───── DOCUMENT TEXT

Dune can’t capture the novel’s incalculable brilliance

Aux Features Film
Dune can’t capture the novel’s incalculable brilliance

Space, witches, prophesies, lasers, gigantic worms, hallucinogenics, Messiahs, gom jabbars, Kyle MacLachlan—what could possibly go wrong? If you’re Frank Herbert, absolutely nothing. If you’re David Lynch, Universal Studios, or one of the millions of confused and horrified moviegoers in December 1984? A metric fuck ton. The complete and total failure of Dune as a film has become the stuff of Ishtar-level ridicule, despite (or maybe because of) the fact that both films featuring copious use of sand footage. As is the case with many films that flop with the same kind of epic grandeur as the premise of their story, Lynch’s Dune was the director’s attempt at condensing the story equivalent of the Pacific Ocean into a Solo Cup.

That said, Lynch’s vision for turning one of the greatest and most inherently complex science fiction stories ever written into a film was about as valiant an effort as anyone could’ve made in the same circumstances. Long before New Line Cinema were saying “Fuck it. Why not?” to Peter Jackson’s Lord Of The Rings films, directors like Lynch were fighting an uphill battle to go past the 120-minute mark, much less go full Godfather and unleash holy celluloid running-time hell. Add to that the fact that the previous seven years had been ass and elbows absorbed into a relatively well known and cherished film franchise called Star Wars, and Dune likely felt like The Beastmaster did for audiences after seeing Conan The Barbarian.

──────────
───── SUPPLIED INFORMATION

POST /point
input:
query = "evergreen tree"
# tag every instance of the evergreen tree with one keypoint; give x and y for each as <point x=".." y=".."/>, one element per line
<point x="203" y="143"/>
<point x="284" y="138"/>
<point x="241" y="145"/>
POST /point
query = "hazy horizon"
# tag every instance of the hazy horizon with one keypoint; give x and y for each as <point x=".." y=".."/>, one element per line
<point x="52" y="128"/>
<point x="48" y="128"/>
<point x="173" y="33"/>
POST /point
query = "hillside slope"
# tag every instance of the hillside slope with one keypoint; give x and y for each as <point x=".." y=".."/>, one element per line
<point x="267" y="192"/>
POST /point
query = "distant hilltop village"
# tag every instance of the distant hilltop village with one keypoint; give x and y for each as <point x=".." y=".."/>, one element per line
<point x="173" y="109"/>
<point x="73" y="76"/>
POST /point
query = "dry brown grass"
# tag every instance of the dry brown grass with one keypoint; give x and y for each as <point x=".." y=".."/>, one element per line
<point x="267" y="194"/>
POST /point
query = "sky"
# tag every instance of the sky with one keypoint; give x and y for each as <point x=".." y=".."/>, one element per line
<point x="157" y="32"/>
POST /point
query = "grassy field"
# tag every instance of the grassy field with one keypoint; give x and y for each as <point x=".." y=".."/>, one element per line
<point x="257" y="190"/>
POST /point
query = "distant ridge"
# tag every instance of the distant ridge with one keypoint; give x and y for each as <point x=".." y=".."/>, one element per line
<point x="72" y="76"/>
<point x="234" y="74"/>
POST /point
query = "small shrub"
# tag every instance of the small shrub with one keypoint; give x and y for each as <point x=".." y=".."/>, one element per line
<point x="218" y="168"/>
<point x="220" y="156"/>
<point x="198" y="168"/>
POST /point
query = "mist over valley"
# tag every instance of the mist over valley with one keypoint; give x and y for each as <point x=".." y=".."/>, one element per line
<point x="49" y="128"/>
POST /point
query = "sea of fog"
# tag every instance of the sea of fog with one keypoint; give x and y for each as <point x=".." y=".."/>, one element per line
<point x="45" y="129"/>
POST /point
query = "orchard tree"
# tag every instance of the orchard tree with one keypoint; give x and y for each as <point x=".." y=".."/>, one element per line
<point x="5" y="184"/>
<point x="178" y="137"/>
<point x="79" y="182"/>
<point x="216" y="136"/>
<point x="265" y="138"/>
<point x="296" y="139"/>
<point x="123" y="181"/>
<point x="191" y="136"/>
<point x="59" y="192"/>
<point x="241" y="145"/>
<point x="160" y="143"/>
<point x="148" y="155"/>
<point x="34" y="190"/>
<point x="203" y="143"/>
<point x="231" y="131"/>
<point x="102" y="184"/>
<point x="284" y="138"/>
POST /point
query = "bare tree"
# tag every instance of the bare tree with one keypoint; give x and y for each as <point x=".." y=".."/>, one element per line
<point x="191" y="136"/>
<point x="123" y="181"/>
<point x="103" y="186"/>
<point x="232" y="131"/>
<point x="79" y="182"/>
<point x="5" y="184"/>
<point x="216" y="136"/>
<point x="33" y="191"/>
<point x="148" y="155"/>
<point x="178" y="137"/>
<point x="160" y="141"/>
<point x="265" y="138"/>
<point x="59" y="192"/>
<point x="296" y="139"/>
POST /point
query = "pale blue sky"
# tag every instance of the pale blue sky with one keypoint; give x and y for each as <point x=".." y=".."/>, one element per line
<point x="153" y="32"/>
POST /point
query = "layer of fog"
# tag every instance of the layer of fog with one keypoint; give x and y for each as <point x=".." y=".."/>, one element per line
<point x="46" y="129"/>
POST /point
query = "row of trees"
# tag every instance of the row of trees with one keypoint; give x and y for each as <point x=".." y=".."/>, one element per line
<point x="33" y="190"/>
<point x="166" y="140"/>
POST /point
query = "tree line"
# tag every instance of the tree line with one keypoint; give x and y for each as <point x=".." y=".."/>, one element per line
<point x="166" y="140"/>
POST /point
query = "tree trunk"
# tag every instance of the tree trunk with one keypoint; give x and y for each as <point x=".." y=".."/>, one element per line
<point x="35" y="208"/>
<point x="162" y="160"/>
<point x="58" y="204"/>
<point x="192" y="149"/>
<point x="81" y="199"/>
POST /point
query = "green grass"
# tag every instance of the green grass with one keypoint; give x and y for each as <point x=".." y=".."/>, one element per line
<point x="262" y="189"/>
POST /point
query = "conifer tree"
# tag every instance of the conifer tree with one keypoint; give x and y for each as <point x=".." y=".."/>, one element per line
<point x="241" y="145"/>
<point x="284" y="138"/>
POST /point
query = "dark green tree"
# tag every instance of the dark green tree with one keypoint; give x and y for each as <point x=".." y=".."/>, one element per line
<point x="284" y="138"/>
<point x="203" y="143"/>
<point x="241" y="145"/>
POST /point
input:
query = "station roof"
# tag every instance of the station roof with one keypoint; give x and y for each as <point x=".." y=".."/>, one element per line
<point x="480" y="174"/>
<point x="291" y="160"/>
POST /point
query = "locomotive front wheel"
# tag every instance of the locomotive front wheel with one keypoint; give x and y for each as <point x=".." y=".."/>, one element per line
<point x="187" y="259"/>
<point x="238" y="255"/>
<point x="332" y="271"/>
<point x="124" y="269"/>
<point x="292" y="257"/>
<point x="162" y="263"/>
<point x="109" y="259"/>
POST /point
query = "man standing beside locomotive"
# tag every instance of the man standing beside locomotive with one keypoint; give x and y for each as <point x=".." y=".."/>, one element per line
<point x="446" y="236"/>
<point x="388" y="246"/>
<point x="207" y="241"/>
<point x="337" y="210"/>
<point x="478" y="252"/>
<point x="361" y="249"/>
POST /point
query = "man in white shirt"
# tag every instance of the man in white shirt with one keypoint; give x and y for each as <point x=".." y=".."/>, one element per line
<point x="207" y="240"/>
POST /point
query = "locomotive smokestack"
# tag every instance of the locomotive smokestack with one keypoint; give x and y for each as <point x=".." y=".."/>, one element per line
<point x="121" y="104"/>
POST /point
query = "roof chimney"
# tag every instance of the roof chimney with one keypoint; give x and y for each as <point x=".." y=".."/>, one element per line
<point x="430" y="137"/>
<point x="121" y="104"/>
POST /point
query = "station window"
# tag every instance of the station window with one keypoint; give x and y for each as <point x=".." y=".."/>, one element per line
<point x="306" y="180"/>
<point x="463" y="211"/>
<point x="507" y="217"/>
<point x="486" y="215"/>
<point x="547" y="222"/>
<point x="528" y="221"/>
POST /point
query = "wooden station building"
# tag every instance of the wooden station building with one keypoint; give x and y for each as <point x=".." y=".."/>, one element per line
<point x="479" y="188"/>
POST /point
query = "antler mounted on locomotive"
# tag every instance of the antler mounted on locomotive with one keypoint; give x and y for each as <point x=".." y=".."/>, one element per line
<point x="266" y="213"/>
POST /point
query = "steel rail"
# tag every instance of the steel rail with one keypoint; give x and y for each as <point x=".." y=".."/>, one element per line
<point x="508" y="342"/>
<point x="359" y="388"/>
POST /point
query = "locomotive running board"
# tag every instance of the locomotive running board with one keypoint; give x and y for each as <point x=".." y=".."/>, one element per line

──────────

## GIVEN TASK
From the Dune review, reproduce the passage from "Aux Features Film" up to and including "a Solo Cup.".

## ANSWER TO THIS TASK
Aux Features Film
Dune can’t capture the novel’s incalculable brilliance

Space, witches, prophesies, lasers, gigantic worms, hallucinogenics, Messiahs, gom jabbars, Kyle MacLachlan—what could possibly go wrong? If you’re Frank Herbert, absolutely nothing. If you’re David Lynch, Universal Studios, or one of the millions of confused and horrified moviegoers in December 1984? A metric fuck ton. The complete and total failure of Dune as a film has become the stuff of Ishtar-level ridicule, despite (or maybe because of) the fact that both films featuring copious use of sand footage. As is the case with many films that flop with the same kind of epic grandeur as the premise of their story, Lynch’s Dune was the director’s attempt at condensing the story equivalent of the Pacific Ocean into a Solo Cup.